▸ **To do**:
A: In the ATAng message, reproduce the passage starting with "From: Bruce Evans" and going on through "1 system here.", substituting "consistently" for "deterministically".
B: According to the ATAng message, which command was issued by the thread that is eventually allowed to run?
C: Condense the paragraph of the ATAng message that begins "Bugs in interrupt handler scheduling" into a short bulleted list that retains its main facts.

▸ **Reading text**:
>> start

Re: ATAng interrupt storm and bogus interrupt stormproofing

From: Bruce Evans <bde_at_zeta.org.au> Date: Sat, 13 Sep 2003 17:29:57 +1000 (EST) · This archive was generated by hypermail 2.4.0 : Wed May 19 2021 - 11:37:22 UTC

On Tue, 9 Sep 2003, Bruce Evans wrote:

> ATAng generates an interrupt storm deterministically on 1 system here.
> This should lock up the system, but bugs in interrupt handler scheduling
> prevent the lockup except in my version of -current where the bugs are
> different.
> ...
> Bugs in interrupt handler scheduling:
> Ignoring level-sensitive interrupts should result in their thread being
> switched to endlessly (except for switches to higher priority threads
> and possibly for switches to equal priority threads).  But there is
> some bug in interrupt handler scheduling that results in low priority
> threads running while the high priority interrupt storm thread is
> runnable.  This allows the thread that issued the ATA_ATAPI_IDENTIFY
> command to run eventually, and it or another thread clears the storm
> as a side effect of issuing another command.

>> end

▸ **Record excerpts**:
>> start

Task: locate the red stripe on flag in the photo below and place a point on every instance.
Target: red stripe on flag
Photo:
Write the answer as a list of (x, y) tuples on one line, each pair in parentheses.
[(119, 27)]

>> end

▸ **Solutions to the exercise**:
A:
From: Bruce Evans <bde_at_zeta.org.au> Date: Sat, 13 Sep 2003 17:29:57 +1000 (EST) · This archive was generated by hypermail 2.4.0 : Wed May 19 2021 - 11:37:22 UTC

On Tue, 9 Sep 2003, Bruce Evans wrote:

> ATAng generates an interrupt storm consistently on 1 system here.

B: The ATA_ATAPI_IDENTIFY command.

C:
- Ignoring level-sensitive interrupts should cause their thread to be switched to endlessly, except for switches to higher-priority threads and possibly equal-priority ones.
- A bug in interrupt handler scheduling instead lets low-priority threads run while the high-priority interrupt storm thread is runnable.
- This lets the thread that issued the ATA_ATAPI_IDENTIFY command run eventually. That thread or another one then clears the storm as a side effect of issuing another command.